• [Available data]:
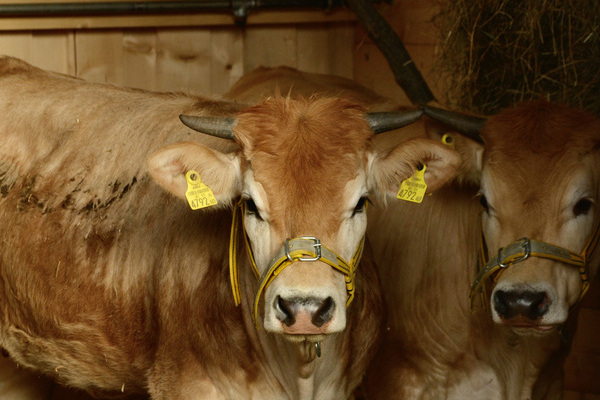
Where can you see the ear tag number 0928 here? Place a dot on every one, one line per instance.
(413, 189)
(198, 194)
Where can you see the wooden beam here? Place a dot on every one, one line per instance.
(172, 20)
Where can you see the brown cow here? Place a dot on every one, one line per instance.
(535, 177)
(111, 284)
(427, 254)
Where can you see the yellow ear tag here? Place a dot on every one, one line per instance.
(448, 140)
(198, 194)
(413, 189)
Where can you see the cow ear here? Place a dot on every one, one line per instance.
(470, 151)
(389, 169)
(219, 171)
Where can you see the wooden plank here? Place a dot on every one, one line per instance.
(172, 20)
(184, 60)
(139, 59)
(227, 59)
(582, 367)
(573, 395)
(270, 46)
(53, 51)
(99, 56)
(325, 49)
(341, 46)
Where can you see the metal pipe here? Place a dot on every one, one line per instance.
(383, 35)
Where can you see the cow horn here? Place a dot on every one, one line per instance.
(386, 121)
(468, 125)
(221, 127)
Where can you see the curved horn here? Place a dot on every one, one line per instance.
(221, 127)
(468, 125)
(386, 121)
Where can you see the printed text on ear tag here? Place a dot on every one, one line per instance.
(198, 194)
(448, 140)
(413, 189)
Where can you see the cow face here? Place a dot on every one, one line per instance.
(304, 168)
(539, 180)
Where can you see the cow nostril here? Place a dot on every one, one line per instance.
(285, 311)
(324, 312)
(529, 304)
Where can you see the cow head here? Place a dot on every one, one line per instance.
(538, 170)
(304, 168)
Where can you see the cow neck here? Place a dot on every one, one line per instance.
(521, 250)
(304, 249)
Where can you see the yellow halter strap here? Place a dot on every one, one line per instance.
(524, 248)
(305, 249)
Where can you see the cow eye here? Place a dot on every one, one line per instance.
(251, 209)
(484, 204)
(360, 206)
(582, 206)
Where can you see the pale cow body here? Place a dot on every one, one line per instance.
(110, 284)
(540, 180)
(434, 346)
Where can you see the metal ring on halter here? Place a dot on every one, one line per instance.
(526, 246)
(316, 245)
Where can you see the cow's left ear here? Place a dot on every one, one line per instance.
(219, 171)
(389, 169)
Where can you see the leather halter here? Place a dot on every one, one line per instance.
(525, 248)
(304, 249)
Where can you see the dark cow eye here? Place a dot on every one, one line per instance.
(360, 206)
(251, 209)
(582, 207)
(484, 204)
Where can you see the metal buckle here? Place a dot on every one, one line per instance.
(316, 245)
(526, 246)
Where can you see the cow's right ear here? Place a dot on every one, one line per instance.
(219, 171)
(389, 169)
(470, 151)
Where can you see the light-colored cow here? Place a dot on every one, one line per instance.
(111, 284)
(536, 176)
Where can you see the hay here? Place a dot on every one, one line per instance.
(495, 53)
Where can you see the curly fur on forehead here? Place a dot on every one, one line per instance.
(305, 149)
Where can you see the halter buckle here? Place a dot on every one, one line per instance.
(316, 245)
(526, 247)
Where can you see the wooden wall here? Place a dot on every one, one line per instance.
(207, 53)
(204, 59)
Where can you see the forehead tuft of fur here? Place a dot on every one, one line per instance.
(304, 151)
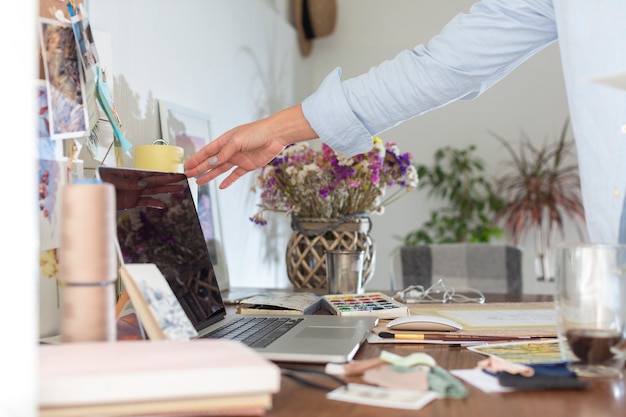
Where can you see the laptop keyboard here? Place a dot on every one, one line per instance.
(256, 332)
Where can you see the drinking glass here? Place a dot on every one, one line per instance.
(591, 307)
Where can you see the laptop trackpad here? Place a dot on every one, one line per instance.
(321, 332)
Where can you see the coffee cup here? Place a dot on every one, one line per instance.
(591, 308)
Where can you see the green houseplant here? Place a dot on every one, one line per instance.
(540, 188)
(457, 177)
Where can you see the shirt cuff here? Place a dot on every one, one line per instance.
(330, 115)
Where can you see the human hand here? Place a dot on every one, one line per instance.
(248, 147)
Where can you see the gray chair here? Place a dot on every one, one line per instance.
(490, 268)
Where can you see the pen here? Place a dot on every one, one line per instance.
(447, 338)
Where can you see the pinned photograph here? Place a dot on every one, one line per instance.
(68, 114)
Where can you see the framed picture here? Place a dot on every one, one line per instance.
(191, 130)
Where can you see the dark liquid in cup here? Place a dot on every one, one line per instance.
(591, 345)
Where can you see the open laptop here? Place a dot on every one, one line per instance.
(157, 222)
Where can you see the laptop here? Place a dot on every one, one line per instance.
(157, 222)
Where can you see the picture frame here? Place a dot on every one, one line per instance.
(191, 130)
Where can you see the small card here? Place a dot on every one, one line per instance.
(382, 397)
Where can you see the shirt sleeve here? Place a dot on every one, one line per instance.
(473, 51)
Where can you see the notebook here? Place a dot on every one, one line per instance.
(157, 222)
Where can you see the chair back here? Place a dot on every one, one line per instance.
(491, 268)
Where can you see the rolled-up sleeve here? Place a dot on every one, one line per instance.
(472, 52)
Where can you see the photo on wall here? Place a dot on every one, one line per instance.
(64, 79)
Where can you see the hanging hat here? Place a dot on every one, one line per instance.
(313, 19)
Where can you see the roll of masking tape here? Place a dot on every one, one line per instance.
(157, 157)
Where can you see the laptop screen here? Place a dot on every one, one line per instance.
(157, 223)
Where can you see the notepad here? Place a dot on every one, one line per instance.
(368, 304)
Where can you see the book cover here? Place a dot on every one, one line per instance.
(238, 405)
(100, 373)
(157, 308)
(281, 303)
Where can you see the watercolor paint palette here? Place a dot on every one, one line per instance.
(368, 304)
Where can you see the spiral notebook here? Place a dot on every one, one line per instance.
(157, 223)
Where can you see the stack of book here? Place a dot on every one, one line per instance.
(133, 378)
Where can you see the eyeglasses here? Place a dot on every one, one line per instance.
(439, 293)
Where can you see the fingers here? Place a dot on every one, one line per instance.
(212, 155)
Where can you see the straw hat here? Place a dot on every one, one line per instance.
(313, 19)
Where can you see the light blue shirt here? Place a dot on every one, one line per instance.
(473, 52)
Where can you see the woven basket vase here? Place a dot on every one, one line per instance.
(312, 237)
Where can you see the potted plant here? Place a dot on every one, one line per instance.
(540, 189)
(457, 177)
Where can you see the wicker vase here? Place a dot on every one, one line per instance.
(311, 238)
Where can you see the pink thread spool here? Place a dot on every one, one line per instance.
(88, 262)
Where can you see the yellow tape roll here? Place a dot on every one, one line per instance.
(159, 158)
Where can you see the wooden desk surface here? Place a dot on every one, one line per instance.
(604, 398)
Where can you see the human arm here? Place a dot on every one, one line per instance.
(472, 52)
(248, 147)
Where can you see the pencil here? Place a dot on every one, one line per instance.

• [Instructions to follow]:
Drop the pictures and copy the data exactly.

• [Response area]:
Where can you see the ear tag number 0928 here? Place a dot on every one, one line per instance.
(413, 189)
(198, 194)
Where can you see the wooden beam here? Place a dot on every one, one line per instance.
(172, 20)
Where can you see the brown cow here? Place a dot on every one, one line per instance.
(535, 177)
(111, 284)
(427, 254)
Where can you see the yellow ear tag here? Place a dot on every one, one line per instance.
(448, 140)
(198, 194)
(413, 189)
Where can you see the cow ear here? Place a dot on every one, one line per instance.
(470, 151)
(389, 169)
(219, 171)
Where can you see the wooden plank here? Place a dot on every one, one line per instance.
(172, 20)
(184, 60)
(139, 59)
(227, 59)
(582, 367)
(573, 395)
(270, 46)
(53, 51)
(99, 56)
(325, 49)
(341, 46)
Where can you see the metal pipe here? Place a dot on every one, one line per instance.
(383, 35)
Where can you see the cow horn here? Place a dot on every one, one line per instance.
(386, 121)
(468, 125)
(221, 127)
Where can you see the curved horn here? Place a dot on every one, one line per instance.
(221, 127)
(468, 125)
(386, 121)
Where can you see the printed text on ear tag here? Place a dot on every one, one line per instance.
(198, 194)
(448, 140)
(413, 189)
Where can you see the cow face here? Place a dot on every one, one line per instance.
(304, 168)
(539, 180)
Where can you see the cow nostril here? Place a dot on every one, one line per instance.
(285, 311)
(324, 312)
(529, 304)
Where can you see the cow head here? Place a dot on every one, one line per instance.
(538, 170)
(304, 168)
Where can you see the cow neck here? Place a dot on every one, one line per instance.
(521, 250)
(304, 249)
Where can you see the yellow halter strap here? Place a dot on every one, one line per instance.
(524, 248)
(305, 249)
Where can you see the cow eye here? Place a dot on every one, one line per instance.
(251, 209)
(484, 204)
(360, 206)
(582, 206)
Where can you see the pale cow body here? Place a dot on every one, one line per instance.
(110, 284)
(540, 180)
(434, 346)
Where can you see the metal ring on halter here? Place a dot on every one, one line per instance.
(526, 246)
(316, 245)
Where can you see the cow's left ear here? Place a dot on every one, one line per instance.
(219, 171)
(389, 169)
Where can you see the leather halter here? Place a dot on every one, one line per instance.
(525, 248)
(304, 249)
Where can you see the dark cow eye here? Place a dot on every one, one line per instance.
(360, 206)
(251, 209)
(582, 207)
(484, 204)
Where can you see the metal buckle here? Place a dot on every one, one line per instance.
(316, 245)
(526, 246)
Where can you see the cow's right ear here? Place a dot on every one, one line per instance.
(219, 171)
(389, 169)
(470, 151)
Where can you see the light-colored cow here? Place a dot on every one, one line per instance.
(111, 284)
(536, 176)
Where can you see the hay here? Place a dot on every one, one line per instance.
(495, 53)
Where can you see the curly fur on forehead here? Place a dot on every one, one line per instance.
(305, 149)
Where can you see the halter buckle here? Place a dot on every one, one line per instance.
(316, 245)
(526, 247)
Where can you see the wooden wall here? Place a dot on every one, one line per instance.
(207, 53)
(204, 59)
Where can you see the forehead tuft of fur here? Place a dot on every one, one line per instance.
(304, 151)
Where can you see the laptop keyboard here? Place a dot on every one, one line per instance.
(256, 332)
Where can you see the drinking glass here? Place a dot on every one, one line per instance.
(591, 307)
Where can you see the laptop trackpad here? Place a dot on every one, one line per instance.
(321, 332)
Where can you see the coffee cup here? Place a dot on every one, one line per instance.
(591, 308)
Where can you see the green houseplant here? Place a dot on every one, one line per instance.
(540, 188)
(457, 177)
Where can you see the shirt cuff here? Place a dot on every one, one line per instance.
(330, 115)
Where can you see the human hand here? Place a dot on every one, one line per instance.
(248, 147)
Where can you see the gray chair here? Place a dot on every one, one line per instance.
(490, 268)
Where can you see the pen here? Place a dot on every one, one line per instance.
(447, 338)
Where can you see the pinned photograph here? Place a dot on every one, one line per instance.
(68, 114)
Where can you see the framed picture here? Place a dot on every one, one line per instance.
(191, 130)
Where can you see the dark liquid in cup here? Place a dot on every one, one line per instance.
(591, 345)
Where can you see the open laptop here? Place a dot on every one, one line per instance.
(157, 222)
Where can you see the laptop here? Place a dot on every one, one line per instance.
(157, 222)
Where can you see the picture frame here? Place a dot on every one, one line per instance.
(191, 130)
Where can you see the small card here? Place a dot on every one, one line per instance.
(382, 397)
Where can you see the shirt sleeve here? Place a dot on every one, one line per instance.
(473, 51)
Where can you see the notebook here? Place a dot on every one, one line per instance.
(157, 222)
Where can you see the chair back here? Place a dot on every one, one line per instance.
(491, 268)
Where can you see the rolled-up sleeve here? Place a dot on every one, one line per instance.
(472, 52)
Where can you see the photo on wall here? Place a dot on every one, one line per instance.
(64, 79)
Where can you see the hanging hat here? Place a dot on every one, one line per instance.
(313, 19)
Where can you see the roll of masking tape here? Place a dot on every one, one line per instance.
(157, 157)
Where can you see the laptop screen here? Place a dot on every one, one line per instance.
(157, 223)
Where can you see the notepad here? Place a dot on every one, one line per instance.
(368, 304)
Where can you see the book cover here? Place a dot on every one, one line per instance.
(238, 405)
(100, 373)
(157, 308)
(281, 303)
Where can you see the watercolor paint palette here? Place a dot on every one, one line per instance.
(368, 304)
Where can you see the spiral notebook here? Place a dot on every one, one line per instance.
(157, 223)
Where can you see the stack of book here? Place a dot on every one, one line per instance.
(133, 378)
Where can you see the eyeglasses here? Place a dot on every one, one line per instance.
(439, 293)
Where can you see the fingers here? Place a dot on every one, one line per instance.
(212, 155)
Where can you see the straw hat here? Place a dot on every one, one line per instance.
(313, 19)
Where can you see the light blue shirt here? Place a dot on every one, one line per instance.
(473, 52)
Where can you see the woven basket vase here? Place a dot on every one, one line per instance.
(312, 237)
Where can you see the potted plant here? Place a dot on every one, one line per instance.
(540, 189)
(457, 177)
Where can you see the wicker vase here? Place a dot on every one, one line per instance.
(311, 238)
Where can you see the pink thread spool here? Place a dot on every one, one line per instance.
(88, 262)
Where can you see the yellow tape roll here? Place a dot on every one, one line per instance.
(159, 158)
Where can you see the wooden desk surface here? Place a dot on every one, one line per instance.
(604, 398)
Where can you see the human arm here? Place a dot on every one, one line per instance.
(472, 52)
(248, 147)
Where can you see the pencil here? Place a dot on every one, one line per instance.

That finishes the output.